*** Opening of DATA EXTRACT ***

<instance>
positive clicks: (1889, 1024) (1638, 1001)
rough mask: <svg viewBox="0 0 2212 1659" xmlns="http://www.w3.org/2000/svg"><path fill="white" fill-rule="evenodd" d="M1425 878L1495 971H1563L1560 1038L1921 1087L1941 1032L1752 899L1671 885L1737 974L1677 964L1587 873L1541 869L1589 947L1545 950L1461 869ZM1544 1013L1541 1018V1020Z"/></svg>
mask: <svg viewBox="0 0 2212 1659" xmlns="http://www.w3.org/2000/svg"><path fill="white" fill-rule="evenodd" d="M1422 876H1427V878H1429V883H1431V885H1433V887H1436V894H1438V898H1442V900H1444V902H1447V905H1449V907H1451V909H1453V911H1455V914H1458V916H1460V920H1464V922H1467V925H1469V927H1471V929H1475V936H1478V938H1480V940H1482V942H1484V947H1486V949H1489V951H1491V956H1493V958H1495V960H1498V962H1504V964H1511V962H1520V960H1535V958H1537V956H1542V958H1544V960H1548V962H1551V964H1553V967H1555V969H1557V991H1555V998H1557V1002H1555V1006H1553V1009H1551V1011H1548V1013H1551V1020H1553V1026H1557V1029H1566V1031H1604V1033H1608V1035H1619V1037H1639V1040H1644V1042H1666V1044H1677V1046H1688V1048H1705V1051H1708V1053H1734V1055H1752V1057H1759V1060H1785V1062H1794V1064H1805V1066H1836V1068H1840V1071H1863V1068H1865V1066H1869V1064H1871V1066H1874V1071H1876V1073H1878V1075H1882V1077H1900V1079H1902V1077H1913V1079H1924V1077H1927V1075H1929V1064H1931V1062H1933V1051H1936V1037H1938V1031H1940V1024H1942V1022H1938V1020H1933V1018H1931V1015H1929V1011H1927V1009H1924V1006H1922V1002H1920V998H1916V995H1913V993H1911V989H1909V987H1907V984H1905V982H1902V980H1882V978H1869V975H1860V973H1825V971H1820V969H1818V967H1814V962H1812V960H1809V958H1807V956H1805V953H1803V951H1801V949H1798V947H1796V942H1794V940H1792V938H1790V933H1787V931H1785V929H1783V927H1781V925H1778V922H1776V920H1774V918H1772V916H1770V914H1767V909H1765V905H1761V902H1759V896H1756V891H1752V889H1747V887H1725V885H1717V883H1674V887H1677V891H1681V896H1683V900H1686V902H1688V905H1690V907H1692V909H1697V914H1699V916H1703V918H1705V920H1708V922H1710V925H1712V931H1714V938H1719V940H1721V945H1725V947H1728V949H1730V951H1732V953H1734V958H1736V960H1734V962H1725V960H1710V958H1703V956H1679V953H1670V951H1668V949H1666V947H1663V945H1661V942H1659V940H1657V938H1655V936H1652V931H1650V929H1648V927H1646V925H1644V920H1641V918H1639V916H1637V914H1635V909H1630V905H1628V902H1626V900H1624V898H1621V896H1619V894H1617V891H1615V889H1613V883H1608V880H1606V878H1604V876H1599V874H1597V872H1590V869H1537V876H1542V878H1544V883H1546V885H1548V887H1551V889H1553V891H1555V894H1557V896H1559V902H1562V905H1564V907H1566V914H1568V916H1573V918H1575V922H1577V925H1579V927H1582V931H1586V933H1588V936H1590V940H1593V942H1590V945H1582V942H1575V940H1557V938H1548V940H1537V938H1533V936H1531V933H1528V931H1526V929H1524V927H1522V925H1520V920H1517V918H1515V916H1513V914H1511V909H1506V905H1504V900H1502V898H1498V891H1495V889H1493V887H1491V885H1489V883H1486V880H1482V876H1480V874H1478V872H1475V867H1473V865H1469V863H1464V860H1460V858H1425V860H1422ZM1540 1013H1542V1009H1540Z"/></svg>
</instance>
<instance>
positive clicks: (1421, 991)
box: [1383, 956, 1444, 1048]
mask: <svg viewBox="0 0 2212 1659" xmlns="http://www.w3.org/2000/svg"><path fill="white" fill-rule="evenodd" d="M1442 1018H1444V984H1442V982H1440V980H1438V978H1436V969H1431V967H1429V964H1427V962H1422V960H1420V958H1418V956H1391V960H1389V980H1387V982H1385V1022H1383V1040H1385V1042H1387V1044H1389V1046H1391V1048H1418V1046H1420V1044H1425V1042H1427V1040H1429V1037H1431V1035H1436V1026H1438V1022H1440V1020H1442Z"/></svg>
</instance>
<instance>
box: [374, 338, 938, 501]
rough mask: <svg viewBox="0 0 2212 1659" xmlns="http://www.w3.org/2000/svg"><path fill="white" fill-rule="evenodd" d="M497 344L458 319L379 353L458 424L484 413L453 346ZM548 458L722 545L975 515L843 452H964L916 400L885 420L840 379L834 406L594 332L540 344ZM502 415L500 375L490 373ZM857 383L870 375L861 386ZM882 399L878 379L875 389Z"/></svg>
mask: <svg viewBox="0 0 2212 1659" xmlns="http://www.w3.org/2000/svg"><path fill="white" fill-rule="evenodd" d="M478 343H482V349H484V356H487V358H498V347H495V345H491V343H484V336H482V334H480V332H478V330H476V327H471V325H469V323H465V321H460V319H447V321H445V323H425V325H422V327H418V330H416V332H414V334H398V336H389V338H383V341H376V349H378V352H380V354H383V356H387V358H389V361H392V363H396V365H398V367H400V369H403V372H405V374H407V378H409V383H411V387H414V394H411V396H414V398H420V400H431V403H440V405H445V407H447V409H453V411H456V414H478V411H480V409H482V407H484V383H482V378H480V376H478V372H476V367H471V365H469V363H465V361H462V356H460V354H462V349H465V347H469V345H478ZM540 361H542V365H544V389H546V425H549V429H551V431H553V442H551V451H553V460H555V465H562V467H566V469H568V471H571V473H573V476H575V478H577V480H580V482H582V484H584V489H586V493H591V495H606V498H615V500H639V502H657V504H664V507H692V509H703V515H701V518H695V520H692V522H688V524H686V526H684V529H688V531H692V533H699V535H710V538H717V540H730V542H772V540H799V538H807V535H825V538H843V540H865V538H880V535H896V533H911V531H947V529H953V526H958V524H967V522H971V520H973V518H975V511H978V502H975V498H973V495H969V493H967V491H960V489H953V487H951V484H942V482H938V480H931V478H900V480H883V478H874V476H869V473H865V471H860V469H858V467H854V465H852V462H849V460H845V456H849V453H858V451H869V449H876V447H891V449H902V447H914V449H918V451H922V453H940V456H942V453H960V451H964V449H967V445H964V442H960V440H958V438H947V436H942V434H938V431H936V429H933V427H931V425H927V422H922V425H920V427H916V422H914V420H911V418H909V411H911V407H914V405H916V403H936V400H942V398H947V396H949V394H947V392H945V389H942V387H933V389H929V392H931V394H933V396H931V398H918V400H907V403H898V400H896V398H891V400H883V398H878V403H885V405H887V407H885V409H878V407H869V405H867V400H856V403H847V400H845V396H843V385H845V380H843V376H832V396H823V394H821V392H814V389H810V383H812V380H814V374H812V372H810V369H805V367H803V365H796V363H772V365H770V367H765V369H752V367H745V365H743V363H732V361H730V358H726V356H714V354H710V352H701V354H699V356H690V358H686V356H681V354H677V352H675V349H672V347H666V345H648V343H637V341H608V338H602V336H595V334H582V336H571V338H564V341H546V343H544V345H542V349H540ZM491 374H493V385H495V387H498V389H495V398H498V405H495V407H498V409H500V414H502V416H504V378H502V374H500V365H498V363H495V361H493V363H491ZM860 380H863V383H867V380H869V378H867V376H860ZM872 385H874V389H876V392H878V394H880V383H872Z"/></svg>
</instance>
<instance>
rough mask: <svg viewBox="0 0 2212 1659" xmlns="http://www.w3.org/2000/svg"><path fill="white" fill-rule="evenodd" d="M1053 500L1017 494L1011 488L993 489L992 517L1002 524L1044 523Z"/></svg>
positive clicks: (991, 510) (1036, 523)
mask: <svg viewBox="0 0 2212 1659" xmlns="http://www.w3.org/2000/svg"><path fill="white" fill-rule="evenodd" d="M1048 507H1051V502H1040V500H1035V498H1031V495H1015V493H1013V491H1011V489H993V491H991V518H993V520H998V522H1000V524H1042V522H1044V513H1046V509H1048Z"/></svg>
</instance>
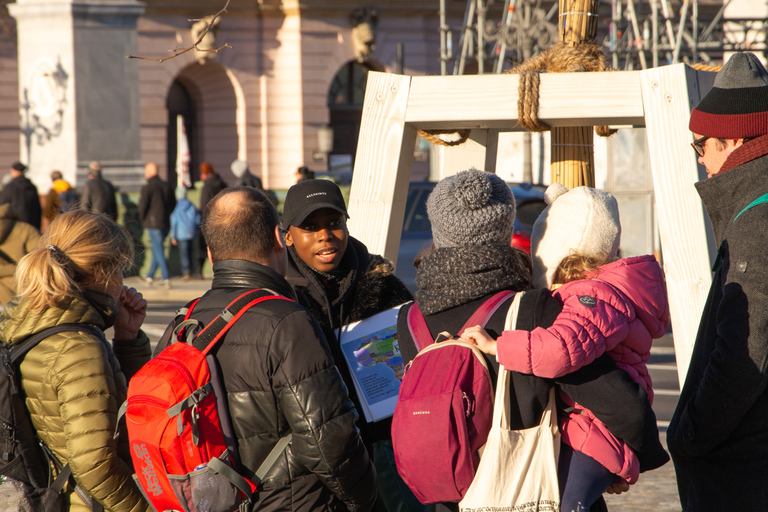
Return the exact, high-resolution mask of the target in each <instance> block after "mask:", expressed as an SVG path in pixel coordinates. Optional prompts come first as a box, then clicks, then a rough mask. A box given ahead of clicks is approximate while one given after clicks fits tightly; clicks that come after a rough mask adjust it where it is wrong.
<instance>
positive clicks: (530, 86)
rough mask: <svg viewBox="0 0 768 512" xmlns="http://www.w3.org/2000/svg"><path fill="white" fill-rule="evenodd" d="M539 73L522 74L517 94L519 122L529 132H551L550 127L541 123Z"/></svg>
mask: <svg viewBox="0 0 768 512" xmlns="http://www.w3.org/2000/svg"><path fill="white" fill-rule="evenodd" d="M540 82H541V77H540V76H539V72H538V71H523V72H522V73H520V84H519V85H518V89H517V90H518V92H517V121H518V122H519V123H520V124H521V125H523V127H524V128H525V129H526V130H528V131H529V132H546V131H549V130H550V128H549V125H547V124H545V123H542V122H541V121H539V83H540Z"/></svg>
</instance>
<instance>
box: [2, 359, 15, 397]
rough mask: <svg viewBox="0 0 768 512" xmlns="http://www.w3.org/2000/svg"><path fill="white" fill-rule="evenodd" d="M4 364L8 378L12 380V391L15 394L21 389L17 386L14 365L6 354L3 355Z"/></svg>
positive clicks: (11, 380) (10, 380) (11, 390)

*** Close of DATA EXTRACT ***

**REQUIRED WORK:** What are the lines from the one containing "364L8 378L12 380V391L15" through the end of the material? Reproduce them exactly, both ends included, with nothing added.

**ANSWER TO THIS PROBLEM:**
rough mask: <svg viewBox="0 0 768 512" xmlns="http://www.w3.org/2000/svg"><path fill="white" fill-rule="evenodd" d="M4 364L8 378L12 380V391L15 394L21 389L17 386L14 365L6 354L3 355Z"/></svg>
positive clicks: (11, 380) (10, 380) (11, 390)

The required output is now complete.